**To do:** In the article about Gavin Younge's Paris exhibition, where did Prosthesis open, and on what date?

**Text provided:**

--- START ---

Paris exhibition for Younge

21 May 2007
Ambiguous identity: Democracy of the Stomach, Prof Gavin Younge's 2006 DVD installation/projection.

UCT's Professor Gavin Younge has opened a new exhibition in Paris. The 17 sculptures and installations are a reflection on the rampant violence in South Africa

Prosthesis, Professor Gavin Younge's exhibition of 17 sculptures and installations, opened at Le Cloître des Billettes in Paris on 10 May.

On until June, it showcases his art works from the decade 1997 to 2007, and is presented by Nathalie Codjia and Anne-Sandra Keff-Lobisommer of the La Noire Galerie.

Younge, of UCT's School of Fine Art, says the exhibition had its genesis in 2000 on the Champs Elysées when he exhibited Workmen's Compensation II, a laager of ten handmade wheelbarrows, each carrying aspects of migrant labour life.

"The wheelbarrows contain articles used by migrant labourers in South Africa. Each wheelbarrow is covered by a sheet of bullet-proof glass and contains such articles as enamel mugs, African herbal remedies, and the notorious pass books that each black person was obliged to carry at all times under the apartheid government."

His work for Prosthesis draws on his experiences of a society characterised and moulded by violence.

--- END ---

**Records shown:**
--- START ---

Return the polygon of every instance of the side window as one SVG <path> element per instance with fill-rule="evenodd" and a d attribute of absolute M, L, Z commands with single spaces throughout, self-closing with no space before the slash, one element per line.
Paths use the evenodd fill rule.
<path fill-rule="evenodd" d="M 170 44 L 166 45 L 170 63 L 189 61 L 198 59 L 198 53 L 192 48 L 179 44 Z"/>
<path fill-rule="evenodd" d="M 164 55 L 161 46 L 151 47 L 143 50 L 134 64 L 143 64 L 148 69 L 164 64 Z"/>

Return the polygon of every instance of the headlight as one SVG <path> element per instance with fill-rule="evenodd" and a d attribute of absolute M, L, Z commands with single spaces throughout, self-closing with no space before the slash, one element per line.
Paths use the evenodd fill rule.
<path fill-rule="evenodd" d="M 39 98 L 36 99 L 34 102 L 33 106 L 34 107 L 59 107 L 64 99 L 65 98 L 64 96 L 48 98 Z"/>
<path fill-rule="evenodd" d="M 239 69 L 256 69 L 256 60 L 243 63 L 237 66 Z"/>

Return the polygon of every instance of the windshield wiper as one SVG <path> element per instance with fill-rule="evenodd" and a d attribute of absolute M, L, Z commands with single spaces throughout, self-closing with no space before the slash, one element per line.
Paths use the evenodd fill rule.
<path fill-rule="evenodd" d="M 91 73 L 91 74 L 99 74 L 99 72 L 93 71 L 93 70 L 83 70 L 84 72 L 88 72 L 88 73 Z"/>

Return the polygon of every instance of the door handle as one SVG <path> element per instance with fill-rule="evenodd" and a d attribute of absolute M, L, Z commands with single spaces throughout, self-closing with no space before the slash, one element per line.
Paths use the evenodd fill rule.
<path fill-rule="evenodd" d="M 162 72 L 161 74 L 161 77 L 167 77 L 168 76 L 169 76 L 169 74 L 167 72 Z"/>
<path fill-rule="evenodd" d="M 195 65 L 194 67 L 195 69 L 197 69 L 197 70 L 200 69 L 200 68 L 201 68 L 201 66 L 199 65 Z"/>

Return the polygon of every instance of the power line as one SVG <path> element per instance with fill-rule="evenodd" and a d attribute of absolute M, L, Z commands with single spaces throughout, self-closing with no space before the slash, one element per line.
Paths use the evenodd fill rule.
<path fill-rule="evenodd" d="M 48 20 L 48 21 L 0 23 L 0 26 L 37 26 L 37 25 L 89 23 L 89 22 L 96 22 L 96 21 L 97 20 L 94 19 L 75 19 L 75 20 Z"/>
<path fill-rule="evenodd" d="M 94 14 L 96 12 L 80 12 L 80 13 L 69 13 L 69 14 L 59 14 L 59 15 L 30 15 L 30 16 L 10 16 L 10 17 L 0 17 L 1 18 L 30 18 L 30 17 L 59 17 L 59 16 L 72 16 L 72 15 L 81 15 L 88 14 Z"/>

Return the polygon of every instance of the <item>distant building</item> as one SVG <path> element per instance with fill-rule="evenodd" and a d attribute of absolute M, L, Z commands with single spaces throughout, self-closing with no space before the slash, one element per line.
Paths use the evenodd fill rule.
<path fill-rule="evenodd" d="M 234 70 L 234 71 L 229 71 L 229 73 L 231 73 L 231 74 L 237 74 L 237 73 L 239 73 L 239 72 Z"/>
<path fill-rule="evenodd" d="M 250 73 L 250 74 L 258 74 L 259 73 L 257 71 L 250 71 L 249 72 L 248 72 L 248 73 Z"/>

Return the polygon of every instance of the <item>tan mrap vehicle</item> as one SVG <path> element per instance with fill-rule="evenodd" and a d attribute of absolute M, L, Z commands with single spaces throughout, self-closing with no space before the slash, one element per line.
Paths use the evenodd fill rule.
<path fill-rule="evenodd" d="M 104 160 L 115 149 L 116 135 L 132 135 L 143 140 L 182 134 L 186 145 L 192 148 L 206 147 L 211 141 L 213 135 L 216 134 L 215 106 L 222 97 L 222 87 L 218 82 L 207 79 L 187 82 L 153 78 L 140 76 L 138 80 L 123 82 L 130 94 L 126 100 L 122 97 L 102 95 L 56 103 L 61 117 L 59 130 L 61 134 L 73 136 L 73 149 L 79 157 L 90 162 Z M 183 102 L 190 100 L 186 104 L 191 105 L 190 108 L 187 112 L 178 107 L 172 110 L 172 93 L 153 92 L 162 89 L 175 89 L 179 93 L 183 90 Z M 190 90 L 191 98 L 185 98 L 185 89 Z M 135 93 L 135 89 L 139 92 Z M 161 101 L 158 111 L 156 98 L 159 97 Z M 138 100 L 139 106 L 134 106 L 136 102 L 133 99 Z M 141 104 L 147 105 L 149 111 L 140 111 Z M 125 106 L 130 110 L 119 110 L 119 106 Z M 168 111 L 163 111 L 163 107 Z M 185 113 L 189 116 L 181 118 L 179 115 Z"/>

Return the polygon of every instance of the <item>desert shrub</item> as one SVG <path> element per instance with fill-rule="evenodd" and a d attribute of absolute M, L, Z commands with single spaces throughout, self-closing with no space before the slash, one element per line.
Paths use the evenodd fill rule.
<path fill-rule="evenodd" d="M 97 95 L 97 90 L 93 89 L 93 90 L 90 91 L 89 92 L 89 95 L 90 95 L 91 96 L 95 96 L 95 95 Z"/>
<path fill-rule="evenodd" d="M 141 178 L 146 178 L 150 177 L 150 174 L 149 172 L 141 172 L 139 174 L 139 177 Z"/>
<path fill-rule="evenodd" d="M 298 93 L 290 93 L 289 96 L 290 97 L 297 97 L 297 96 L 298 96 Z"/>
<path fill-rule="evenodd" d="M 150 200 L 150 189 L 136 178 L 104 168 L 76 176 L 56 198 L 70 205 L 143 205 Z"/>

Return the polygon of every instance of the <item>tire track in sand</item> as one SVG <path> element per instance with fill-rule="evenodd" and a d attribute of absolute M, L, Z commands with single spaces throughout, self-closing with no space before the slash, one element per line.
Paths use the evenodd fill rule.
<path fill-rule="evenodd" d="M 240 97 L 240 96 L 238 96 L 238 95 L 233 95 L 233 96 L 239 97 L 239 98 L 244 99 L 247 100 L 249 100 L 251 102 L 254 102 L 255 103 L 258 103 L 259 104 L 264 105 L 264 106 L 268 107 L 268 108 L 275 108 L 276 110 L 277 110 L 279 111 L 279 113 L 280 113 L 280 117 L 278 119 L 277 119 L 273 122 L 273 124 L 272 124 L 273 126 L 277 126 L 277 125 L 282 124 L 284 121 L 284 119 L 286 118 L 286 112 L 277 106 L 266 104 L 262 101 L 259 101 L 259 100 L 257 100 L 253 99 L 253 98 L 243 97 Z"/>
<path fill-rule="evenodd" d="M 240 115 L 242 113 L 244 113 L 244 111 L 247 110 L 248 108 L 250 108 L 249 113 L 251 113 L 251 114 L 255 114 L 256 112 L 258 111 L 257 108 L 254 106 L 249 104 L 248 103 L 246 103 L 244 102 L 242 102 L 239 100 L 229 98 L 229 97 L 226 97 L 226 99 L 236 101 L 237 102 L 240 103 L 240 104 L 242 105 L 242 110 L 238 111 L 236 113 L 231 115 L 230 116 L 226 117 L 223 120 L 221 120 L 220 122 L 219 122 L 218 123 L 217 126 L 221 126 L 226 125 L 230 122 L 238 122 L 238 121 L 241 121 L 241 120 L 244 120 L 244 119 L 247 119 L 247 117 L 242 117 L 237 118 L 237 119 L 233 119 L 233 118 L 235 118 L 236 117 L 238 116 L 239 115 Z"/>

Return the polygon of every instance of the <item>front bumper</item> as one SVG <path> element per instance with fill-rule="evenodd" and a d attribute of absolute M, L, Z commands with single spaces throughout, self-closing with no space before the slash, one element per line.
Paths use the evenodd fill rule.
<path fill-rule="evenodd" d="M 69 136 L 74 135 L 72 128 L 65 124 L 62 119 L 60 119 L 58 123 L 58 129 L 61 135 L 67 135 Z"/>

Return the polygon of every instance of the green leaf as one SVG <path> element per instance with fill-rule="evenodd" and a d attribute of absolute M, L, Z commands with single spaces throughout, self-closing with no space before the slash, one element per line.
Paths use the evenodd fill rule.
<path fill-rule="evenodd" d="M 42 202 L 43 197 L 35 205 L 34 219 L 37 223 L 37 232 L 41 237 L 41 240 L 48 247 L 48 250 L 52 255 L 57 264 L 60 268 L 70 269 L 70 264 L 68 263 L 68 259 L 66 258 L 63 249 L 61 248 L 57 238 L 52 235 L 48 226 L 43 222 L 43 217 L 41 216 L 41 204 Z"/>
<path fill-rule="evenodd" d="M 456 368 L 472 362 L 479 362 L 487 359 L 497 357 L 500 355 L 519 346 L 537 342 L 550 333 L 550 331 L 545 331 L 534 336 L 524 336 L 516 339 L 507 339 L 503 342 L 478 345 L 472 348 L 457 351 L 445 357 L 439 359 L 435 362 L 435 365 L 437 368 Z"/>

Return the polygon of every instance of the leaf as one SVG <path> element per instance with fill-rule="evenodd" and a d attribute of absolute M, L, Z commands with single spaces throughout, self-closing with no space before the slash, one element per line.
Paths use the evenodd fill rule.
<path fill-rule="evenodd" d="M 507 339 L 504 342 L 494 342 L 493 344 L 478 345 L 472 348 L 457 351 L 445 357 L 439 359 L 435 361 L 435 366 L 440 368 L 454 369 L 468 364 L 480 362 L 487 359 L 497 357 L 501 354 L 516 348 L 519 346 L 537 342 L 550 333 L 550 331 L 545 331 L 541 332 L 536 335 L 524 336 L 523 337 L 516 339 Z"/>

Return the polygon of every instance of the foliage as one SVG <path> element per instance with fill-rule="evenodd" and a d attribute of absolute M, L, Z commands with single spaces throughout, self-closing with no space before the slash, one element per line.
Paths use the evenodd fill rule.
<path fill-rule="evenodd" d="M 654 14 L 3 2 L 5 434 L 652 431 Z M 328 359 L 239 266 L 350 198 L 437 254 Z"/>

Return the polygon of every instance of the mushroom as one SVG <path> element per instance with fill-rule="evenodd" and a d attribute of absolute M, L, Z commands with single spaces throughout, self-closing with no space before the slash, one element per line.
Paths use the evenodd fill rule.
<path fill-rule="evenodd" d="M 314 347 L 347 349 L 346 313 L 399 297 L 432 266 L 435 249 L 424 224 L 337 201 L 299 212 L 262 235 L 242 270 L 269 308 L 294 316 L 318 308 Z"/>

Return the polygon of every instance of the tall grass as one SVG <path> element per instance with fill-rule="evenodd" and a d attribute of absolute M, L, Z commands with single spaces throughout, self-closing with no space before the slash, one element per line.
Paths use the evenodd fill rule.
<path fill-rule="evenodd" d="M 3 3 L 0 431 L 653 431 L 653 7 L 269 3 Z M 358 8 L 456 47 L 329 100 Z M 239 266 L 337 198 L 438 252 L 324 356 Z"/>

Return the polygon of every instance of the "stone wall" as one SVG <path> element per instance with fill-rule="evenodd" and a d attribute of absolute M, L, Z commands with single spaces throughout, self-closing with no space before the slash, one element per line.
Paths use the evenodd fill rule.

--- END ---

**Completed task:** Le Cloître des Billettes in Paris, on 10 May.